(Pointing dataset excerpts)
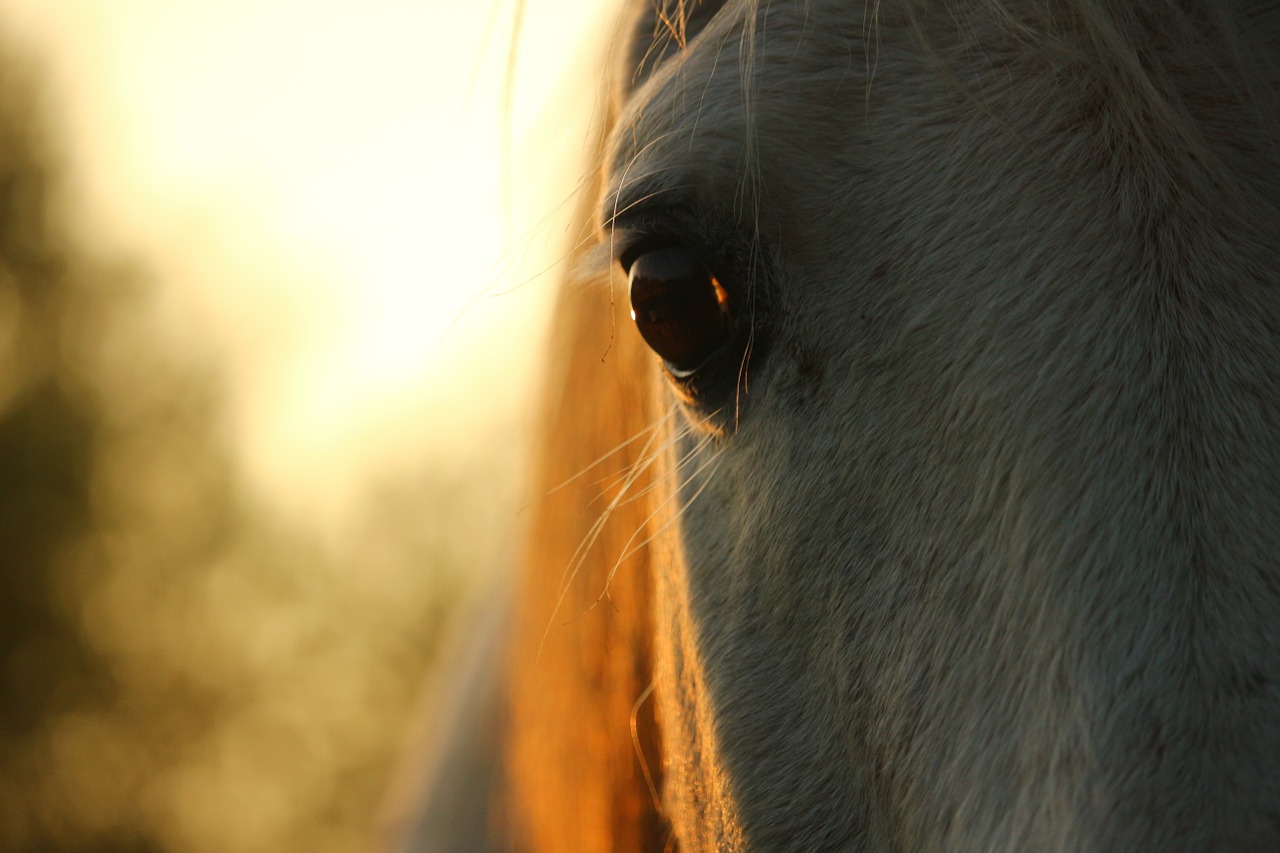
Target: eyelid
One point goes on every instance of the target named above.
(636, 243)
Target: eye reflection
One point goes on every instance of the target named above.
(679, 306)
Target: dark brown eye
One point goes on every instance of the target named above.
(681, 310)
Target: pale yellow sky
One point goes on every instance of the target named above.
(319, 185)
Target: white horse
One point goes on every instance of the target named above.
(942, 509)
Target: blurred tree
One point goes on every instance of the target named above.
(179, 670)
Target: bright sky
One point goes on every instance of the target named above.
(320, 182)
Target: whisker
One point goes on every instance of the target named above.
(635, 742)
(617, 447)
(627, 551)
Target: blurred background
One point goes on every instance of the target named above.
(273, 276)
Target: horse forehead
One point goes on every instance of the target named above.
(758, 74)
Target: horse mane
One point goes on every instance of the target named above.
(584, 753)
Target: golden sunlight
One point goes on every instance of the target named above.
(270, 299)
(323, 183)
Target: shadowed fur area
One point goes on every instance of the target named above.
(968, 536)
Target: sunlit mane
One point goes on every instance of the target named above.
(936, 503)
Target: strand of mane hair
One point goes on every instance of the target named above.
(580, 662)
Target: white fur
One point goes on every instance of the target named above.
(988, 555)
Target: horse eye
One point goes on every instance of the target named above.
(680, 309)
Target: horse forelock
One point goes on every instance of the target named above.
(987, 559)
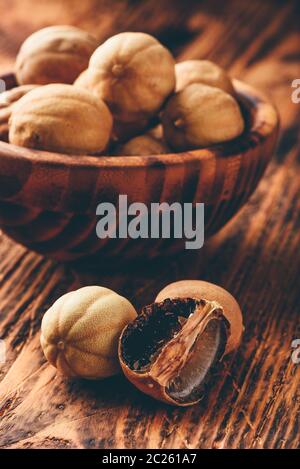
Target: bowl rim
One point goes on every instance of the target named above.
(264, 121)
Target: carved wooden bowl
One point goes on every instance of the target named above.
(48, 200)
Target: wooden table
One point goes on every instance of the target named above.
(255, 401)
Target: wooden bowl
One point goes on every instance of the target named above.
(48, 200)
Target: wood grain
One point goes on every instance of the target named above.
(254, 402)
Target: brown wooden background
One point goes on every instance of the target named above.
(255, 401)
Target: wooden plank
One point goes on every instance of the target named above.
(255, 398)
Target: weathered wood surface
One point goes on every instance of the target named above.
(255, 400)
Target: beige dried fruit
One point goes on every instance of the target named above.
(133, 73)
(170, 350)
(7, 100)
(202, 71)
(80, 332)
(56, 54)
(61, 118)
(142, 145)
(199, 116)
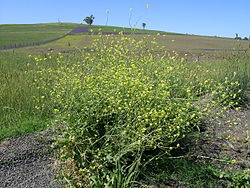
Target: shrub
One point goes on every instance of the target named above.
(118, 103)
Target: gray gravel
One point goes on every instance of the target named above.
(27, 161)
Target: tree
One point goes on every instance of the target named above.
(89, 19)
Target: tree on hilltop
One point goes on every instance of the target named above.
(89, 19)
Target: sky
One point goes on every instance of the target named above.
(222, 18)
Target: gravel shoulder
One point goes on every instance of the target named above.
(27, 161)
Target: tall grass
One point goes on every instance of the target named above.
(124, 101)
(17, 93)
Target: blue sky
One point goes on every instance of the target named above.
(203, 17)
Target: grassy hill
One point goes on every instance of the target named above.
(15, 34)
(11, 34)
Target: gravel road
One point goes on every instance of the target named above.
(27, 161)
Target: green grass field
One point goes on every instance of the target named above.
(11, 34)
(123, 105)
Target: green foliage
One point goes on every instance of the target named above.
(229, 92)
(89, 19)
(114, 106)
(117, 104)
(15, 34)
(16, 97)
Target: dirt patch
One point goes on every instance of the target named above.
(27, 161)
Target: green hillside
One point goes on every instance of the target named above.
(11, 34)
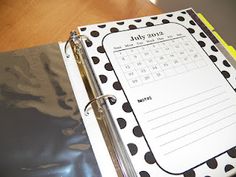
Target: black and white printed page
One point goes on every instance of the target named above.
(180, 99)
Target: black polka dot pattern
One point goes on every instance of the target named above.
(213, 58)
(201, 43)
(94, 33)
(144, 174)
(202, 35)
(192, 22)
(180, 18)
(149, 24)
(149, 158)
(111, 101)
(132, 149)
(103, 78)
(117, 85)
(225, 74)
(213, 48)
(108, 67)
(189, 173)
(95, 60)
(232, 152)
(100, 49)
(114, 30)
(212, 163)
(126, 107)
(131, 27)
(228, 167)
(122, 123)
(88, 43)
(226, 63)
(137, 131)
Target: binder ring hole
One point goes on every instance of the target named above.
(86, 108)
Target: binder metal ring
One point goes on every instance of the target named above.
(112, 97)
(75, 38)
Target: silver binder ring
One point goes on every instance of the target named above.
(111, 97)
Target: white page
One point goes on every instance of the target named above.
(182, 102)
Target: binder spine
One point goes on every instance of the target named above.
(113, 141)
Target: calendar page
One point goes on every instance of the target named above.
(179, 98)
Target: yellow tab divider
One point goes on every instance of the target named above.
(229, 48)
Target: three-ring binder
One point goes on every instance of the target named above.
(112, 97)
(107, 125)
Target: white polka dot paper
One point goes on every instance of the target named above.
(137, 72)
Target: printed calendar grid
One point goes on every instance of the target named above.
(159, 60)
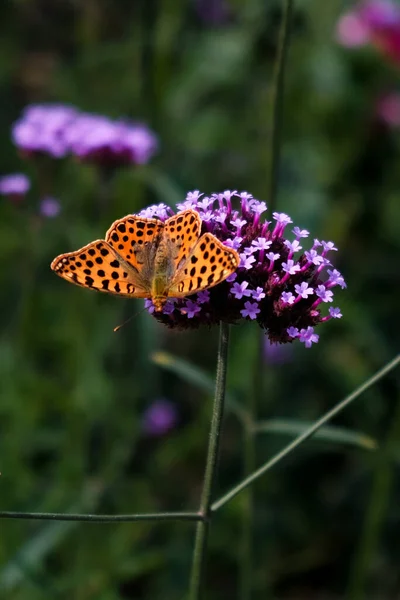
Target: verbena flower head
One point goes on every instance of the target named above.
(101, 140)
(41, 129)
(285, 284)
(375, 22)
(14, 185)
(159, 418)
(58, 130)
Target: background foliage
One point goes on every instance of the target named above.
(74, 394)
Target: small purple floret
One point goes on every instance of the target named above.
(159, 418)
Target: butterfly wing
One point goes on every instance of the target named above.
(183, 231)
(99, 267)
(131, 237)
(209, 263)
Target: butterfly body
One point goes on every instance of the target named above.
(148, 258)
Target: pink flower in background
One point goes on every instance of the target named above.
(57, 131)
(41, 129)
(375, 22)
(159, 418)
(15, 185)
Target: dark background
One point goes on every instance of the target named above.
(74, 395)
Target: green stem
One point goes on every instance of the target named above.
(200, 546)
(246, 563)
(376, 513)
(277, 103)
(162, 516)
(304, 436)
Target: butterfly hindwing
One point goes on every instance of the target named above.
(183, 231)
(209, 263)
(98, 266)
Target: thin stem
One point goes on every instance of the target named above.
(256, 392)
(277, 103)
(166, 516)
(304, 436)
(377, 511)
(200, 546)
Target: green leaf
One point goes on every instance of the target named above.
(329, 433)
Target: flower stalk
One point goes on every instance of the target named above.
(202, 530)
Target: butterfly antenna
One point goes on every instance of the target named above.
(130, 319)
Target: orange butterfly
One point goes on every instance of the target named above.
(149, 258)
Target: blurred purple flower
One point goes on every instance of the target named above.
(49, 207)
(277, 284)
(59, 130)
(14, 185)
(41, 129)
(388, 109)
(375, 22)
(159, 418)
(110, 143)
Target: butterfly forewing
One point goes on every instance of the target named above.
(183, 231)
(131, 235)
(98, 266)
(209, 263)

...

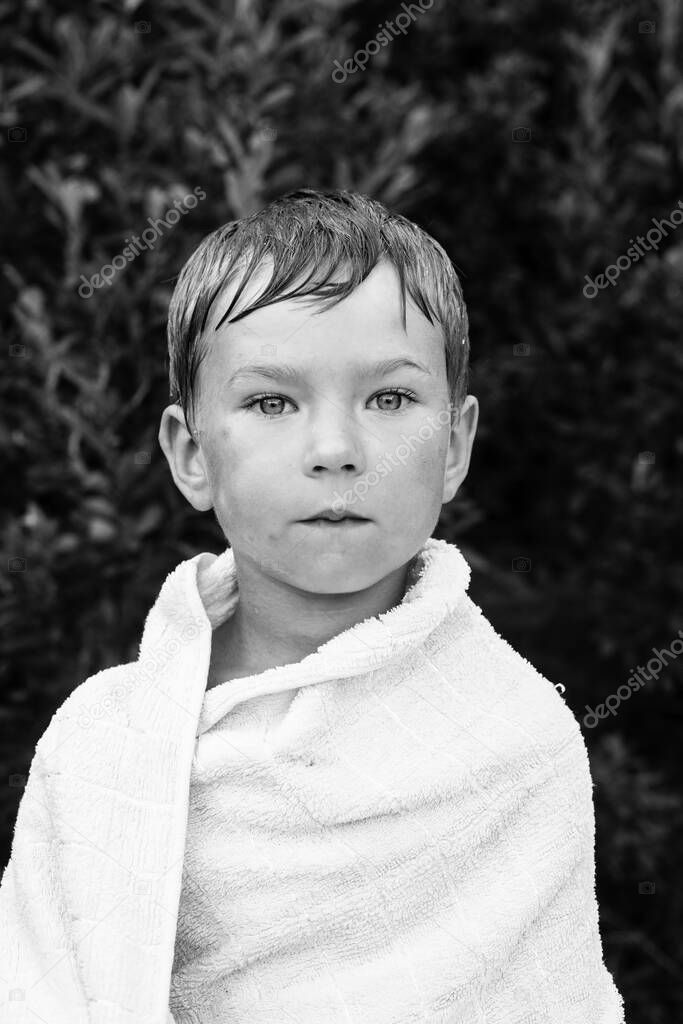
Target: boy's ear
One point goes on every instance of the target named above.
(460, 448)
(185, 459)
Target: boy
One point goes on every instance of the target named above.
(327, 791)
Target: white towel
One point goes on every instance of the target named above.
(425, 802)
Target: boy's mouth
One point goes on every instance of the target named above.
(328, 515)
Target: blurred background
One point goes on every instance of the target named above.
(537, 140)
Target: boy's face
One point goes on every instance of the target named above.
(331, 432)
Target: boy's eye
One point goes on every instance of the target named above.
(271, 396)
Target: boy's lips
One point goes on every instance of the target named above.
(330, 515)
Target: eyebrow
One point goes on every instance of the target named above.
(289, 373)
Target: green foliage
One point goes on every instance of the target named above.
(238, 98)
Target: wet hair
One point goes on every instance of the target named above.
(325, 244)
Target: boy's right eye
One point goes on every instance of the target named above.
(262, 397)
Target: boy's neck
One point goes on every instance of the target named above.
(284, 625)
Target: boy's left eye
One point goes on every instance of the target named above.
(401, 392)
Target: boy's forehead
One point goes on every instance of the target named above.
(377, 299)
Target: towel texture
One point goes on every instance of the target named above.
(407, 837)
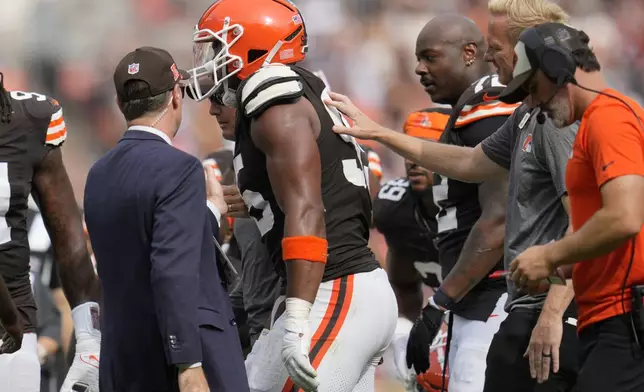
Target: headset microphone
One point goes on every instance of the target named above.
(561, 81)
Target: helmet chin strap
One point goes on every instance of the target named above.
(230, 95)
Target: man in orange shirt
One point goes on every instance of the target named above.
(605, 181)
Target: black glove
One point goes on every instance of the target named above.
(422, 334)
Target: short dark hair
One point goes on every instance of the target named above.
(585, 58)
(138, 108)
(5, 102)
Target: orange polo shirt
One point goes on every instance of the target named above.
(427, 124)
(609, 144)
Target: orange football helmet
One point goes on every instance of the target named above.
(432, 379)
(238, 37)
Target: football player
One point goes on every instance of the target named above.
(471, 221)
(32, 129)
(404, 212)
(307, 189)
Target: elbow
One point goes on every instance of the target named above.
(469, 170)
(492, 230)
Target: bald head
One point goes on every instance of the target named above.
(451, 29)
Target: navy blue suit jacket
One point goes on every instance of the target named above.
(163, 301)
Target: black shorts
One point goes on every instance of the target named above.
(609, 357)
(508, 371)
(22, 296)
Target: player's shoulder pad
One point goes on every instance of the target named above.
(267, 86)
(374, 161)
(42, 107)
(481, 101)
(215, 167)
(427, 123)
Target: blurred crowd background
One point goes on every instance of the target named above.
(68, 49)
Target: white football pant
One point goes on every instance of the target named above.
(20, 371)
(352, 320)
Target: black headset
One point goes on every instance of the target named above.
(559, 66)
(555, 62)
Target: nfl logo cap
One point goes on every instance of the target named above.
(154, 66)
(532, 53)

### [DIRECTIONS]
Could you collect every line in the data above that contains the word "binder" and copy each one out?

### [RESULT FOR THIS TASK]
Target: binder ring hole
Target: binder metal ring
Target: silver binder ring
Target: binder spine
Target: three-ring binder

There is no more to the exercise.